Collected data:

— Begin —

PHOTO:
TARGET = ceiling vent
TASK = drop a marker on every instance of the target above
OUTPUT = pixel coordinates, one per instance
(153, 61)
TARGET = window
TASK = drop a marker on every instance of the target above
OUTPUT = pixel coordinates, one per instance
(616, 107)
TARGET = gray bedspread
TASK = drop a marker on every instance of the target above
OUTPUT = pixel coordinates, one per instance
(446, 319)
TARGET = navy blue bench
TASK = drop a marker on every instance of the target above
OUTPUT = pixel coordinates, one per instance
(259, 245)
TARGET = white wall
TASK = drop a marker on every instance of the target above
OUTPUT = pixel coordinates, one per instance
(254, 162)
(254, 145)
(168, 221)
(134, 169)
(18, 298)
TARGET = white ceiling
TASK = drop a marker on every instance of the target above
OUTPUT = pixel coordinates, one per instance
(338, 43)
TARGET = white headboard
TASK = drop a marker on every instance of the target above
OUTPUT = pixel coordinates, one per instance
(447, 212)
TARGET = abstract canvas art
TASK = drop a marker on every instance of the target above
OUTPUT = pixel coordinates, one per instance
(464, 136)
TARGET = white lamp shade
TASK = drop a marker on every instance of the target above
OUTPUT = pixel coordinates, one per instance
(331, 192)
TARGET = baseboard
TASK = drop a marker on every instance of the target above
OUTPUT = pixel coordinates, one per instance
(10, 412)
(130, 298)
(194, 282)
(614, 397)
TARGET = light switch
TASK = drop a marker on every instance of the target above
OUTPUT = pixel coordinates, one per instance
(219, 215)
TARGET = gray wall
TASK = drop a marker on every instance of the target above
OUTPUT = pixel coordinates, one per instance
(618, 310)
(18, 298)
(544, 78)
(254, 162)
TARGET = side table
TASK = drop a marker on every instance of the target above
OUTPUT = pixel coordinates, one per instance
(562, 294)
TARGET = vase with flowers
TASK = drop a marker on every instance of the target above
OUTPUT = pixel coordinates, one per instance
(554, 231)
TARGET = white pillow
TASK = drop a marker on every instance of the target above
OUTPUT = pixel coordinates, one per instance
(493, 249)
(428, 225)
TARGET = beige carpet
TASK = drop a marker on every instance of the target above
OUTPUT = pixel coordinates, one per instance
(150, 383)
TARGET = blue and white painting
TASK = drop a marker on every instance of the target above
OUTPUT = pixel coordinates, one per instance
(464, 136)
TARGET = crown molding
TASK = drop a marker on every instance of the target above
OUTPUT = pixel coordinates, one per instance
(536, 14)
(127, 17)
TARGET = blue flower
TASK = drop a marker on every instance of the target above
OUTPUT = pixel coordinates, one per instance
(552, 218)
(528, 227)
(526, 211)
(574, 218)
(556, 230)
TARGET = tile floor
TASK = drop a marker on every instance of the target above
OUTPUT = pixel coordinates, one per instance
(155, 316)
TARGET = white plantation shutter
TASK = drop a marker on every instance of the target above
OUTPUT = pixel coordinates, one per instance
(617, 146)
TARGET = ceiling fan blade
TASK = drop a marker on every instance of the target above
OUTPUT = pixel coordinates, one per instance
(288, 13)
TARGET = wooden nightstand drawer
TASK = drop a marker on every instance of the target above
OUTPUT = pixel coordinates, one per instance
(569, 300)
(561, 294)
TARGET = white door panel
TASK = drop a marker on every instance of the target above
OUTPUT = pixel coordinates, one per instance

— End —

Revise the lines above by replacing each "drop a marker" with "place a pin" and leaving everything else as it is.

• _THE RESPONSE_:
PHOTO:
TARGET = ceiling vent
TASK = place a pin on every instance of the target above
OUTPUT = pixel coordinates, one per instance
(153, 61)
TARGET = window
TASK = place a pin on every instance of the target above
OUTPUT = pixel coordinates, one per instance
(616, 107)
TARGET = gray bedspread
TASK = place a pin on every instance of the target above
OUTPUT = pixel coordinates, one per instance
(446, 319)
TARGET = navy blue bench
TASK = place a pin on every instance of the target above
OUTPUT = pixel coordinates, one per instance
(259, 245)
TARGET = white wall
TASK = place a pin on every instance of the target above
OUTPUT = pixel coordinates, one per instance
(254, 162)
(254, 145)
(168, 221)
(134, 169)
(18, 298)
TARGET = white ceiling
TASK = place a pin on every instance of the target above
OUTPUT = pixel coordinates, one per instance
(338, 43)
TARGET = white headboard
TASK = place a pin on every instance of the target above
OUTPUT = pixel coordinates, one per instance
(447, 212)
TARGET = abstract canvas art
TASK = place a pin on every instance of the target above
OUTPUT = pixel coordinates, one per instance
(464, 136)
TARGET = white lamp shade
TASK = place a pin on every instance of the target above
OUTPUT = pixel coordinates, one per instance
(331, 192)
TARGET = baseboard
TASK = place a pin on every instance of the target above
OUTPUT = pixel coordinates, one per instance
(10, 412)
(130, 298)
(194, 282)
(614, 397)
TARGET = light switch
TASK = place a pin on every instance of the target above
OUTPUT = pixel coordinates, one per instance
(219, 215)
TARGET = gray wall
TASK = place a pin on every instance of the target above
OUTPUT = pixel coordinates, one per instance
(618, 310)
(18, 298)
(544, 78)
(254, 162)
TARGET = side table
TASK = place a pin on every instance of the target above
OUTPUT = pixel coordinates, one per instance
(562, 294)
TARGET = vase with flowers
TASK = place a pin on every instance of the target above
OUTPUT = pixel coordinates, one per instance
(554, 231)
TARGET = white pillow
TASK = place a pin on every instance of the target above
OUTPUT = pixel coordinates, one per instance
(493, 249)
(428, 225)
TARGET = beige carpet
TASK = place a pin on every instance of the target above
OUTPUT = pixel coordinates, one per instance
(150, 383)
TARGET = blue and white painting
TASK = place a pin on every instance of the target above
OUTPUT = pixel coordinates, one per instance
(464, 136)
TARGET = crown molding
TASK = place a pin on every instance of the target above
OUTPUT = pixel coordinates, one per instance
(536, 14)
(127, 17)
TARGET = blue flower
TASK = place a pin on every instance of the target above
OUTPUT = pixel coordinates, one per instance
(552, 218)
(528, 227)
(526, 211)
(574, 218)
(556, 230)
TARGET = tile floor
TASK = place a pin on every instance of the target above
OUTPUT = pixel coordinates, one per instance
(155, 316)
TARGET = white plantation shutter
TASK = place a pin on every instance of the target above
OUTPUT = pixel coordinates, one per instance
(617, 146)
TARGET = ceiling fan blade
TASK = place a pin on every instance of the target above
OUTPUT = pixel coordinates, one per instance
(288, 13)
TARGET = wooden nightstand drawer
TASK = place a pin on every instance of the target above
OUTPUT = pixel coordinates, one per instance
(569, 300)
(561, 294)
TARGET = white door panel
TASK = place a pin on every instance of the target above
OUTPUT = pixel coordinates, one per instance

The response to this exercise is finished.